> Задание A: Объясните, почему, согласно тексту о художнике Владимире Гордеенко, его поездки на Полесье хлопотны. Ответьте одним–тремя предложениями.
> Задание B: Продолжите текст о художнике Владимире Гордеенко и чернобыльской теме в его творчестве с места, следующего за последним предложением.

> Предоставленный текст:

● ● ● ●

У Бога нет рук, кроме твоих

Из состояния клинической смерти после тяжелой операции пятидесятилетнего художника Владимира Гордеенко вывели врачи

Судьба бывает горазда на тайные знаки. Страшный год радиационной аварии, принесший чернобыльский пепел на белорусскую землю и на его малую родину – деревушку Кливы Хойникского района, мог стать последним в его жизни. Но не стал. Из состояния клинической смерти после тяжелой операции пятидесятилетнего художника Владимира Гордеенко вывели врачи. Или, как он верит, его воскресила некая добрая воля, которой его руки и его жизнь потребовались для того, чтобы силой искусства призывать на борьбу с бедой. 

От того пребывания на границе с небытием в сознании осталась феерическая картина полета по мерцающему коридору навстречу двум треугольникам – светлому и черному, которые почему-то постоянно менялись местами. Ему выпал светлый треугольник, и он выжил. А вот мальчика Ваню из соседней палаты, которого привезли в столичную больницу из чернобыльской зоны, спасти не удалось. И это событие, потрясшее живописца не меньше, чем собственное выздоровление, он запечатлел в картине «Ванины тапочки. Вместо некролога»: палата, пустая кровать, маленькие тапочки – все, что осталось от ребенка, и страшный черный треугольник, жадно втягивающий его тень. 

К «поручению свыше» Владимир Титович отнесся со всей серьезностью. Из Минска, где он живет со студенческих лет, художник и раньше часто выезжал на этюды в родные края, где сохранился еще дом, построенный отцом. Но вот уже 20 лет, с тех пор, как чернобыльская тема стала для него главной, он бывает на Полесье по нескольку раз в год. Хотя и хлопотно это. Ведь в зону отселения, а тем более отчуждения так просто не попасть. Потребовалось решение райисполкома, которым знаменитому земляку разрешалось посещать самые закрытые уголки района.

● ● ● ●

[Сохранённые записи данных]

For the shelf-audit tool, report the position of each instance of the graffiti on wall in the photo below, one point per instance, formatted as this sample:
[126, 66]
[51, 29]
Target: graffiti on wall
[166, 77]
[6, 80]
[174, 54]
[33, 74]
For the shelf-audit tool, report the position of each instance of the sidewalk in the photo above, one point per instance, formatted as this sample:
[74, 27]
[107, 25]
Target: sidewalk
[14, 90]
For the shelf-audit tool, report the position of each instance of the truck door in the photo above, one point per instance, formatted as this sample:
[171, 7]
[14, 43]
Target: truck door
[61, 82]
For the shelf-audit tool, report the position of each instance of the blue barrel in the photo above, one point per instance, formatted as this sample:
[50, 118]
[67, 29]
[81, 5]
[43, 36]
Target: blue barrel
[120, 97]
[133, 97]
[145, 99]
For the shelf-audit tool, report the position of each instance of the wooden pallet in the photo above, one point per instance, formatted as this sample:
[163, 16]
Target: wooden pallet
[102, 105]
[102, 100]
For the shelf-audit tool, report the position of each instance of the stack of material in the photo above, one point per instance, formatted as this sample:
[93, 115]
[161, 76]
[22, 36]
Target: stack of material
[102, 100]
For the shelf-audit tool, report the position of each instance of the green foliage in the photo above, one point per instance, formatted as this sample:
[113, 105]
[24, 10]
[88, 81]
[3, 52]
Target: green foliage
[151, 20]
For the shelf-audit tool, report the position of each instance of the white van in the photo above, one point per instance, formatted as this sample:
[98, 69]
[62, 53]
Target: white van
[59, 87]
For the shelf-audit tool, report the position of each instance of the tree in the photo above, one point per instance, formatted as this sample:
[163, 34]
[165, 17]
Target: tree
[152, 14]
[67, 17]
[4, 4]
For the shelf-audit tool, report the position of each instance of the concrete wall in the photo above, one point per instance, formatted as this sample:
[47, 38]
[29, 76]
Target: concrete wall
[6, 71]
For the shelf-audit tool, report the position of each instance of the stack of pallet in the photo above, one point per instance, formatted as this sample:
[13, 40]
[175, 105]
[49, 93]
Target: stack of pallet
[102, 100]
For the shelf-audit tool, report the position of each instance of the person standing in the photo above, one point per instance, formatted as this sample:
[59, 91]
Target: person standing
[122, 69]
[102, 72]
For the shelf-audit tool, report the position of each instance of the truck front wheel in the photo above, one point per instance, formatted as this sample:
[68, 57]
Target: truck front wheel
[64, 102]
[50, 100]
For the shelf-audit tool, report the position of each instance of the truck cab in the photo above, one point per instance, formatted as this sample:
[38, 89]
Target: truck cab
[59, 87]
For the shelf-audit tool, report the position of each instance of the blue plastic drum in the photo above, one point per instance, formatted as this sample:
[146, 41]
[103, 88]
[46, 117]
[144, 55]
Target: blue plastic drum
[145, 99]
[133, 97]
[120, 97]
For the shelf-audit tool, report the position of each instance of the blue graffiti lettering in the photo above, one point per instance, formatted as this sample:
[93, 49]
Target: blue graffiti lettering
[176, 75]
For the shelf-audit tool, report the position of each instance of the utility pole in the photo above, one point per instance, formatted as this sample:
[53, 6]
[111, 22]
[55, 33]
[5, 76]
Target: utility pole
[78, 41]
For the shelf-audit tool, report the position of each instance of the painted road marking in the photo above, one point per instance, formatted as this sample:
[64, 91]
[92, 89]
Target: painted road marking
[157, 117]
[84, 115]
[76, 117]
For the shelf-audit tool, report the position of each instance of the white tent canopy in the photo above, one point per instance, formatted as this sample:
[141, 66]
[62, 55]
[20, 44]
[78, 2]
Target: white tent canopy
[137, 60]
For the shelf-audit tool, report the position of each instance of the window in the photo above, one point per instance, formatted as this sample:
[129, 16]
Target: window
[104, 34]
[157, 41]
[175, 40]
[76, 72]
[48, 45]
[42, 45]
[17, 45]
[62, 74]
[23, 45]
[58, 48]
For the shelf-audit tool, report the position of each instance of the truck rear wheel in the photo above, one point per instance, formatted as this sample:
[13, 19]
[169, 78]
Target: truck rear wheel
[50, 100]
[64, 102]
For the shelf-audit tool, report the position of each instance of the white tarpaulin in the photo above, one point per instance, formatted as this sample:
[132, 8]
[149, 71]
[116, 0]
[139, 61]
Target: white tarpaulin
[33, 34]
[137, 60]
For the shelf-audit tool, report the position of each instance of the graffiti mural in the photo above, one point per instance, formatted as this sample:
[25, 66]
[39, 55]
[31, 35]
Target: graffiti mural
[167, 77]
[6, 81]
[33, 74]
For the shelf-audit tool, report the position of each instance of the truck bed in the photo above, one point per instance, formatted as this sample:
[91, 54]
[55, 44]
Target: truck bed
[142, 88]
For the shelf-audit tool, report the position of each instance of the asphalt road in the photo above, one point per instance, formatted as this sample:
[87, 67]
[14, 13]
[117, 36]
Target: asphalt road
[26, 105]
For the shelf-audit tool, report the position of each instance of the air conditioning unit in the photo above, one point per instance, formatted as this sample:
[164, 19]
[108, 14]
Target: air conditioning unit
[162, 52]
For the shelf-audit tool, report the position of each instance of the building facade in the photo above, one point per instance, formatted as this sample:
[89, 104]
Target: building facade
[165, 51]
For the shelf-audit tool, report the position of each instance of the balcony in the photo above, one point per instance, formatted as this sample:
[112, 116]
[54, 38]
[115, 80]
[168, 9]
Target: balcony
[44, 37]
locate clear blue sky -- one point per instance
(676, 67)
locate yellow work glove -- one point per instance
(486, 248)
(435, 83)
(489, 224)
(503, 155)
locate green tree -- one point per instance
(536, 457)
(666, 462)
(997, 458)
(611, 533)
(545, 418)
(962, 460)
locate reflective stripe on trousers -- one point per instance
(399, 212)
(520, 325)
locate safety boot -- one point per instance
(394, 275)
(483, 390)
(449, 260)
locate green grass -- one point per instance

● ● ● ●

> Ожидаемый ответ A: Попасть в зону отселения, а тем более в зону отчуждения непросто. Художнику потребовалось решение райисполкома, разрешавшее ему посещать самые закрытые уголки района.

> Ожидаемый ответ B:
— Сколько работ включает ваш чернобыльский цикл? – спрашиваю я Владимира Титовича, оглядывая скопление холстов, заполнивших мастерскую. 

Как оказалось, не считал. Да и невозможно порой выделить эту тему в чистом виде. Ведь он чаще всего сознательно избегает фотографичности в отражении «чернобыльского следа», и в его работах почти нет репортерской классики – заколоченных хат, брошенной домашней утвари, то есть всего того, что бросается в глаза при первом взгляде на улицу покинутой деревни. Ассоциации, образы и символы – этим языком он разговаривает со зрителем. 

Вот полотно «На окраине». Простой вроде бы натюрморт, незаметно переходящий в пейзаж, обычные садовые цветы, которых полно в каждом палисаднике. Но почему такой тревогой веет от картины? Только вглядевшись, понимаешь замысел художника. Бывая на родине и проходя через пустыри, которые остались на месте захороненных деревень, он поразился тому, что культурные растения, погребенные под слоем земли, оказывается, не погибли, а поднялись среди зарослей наступающего бурьяна. Они, такие чужие в этом дичающем мире, — последнее, что напоминает о былом присутствии здесь человека. Выживут ли они? Скорее всего, нет. Но как хочется верить, что они дождутся людей!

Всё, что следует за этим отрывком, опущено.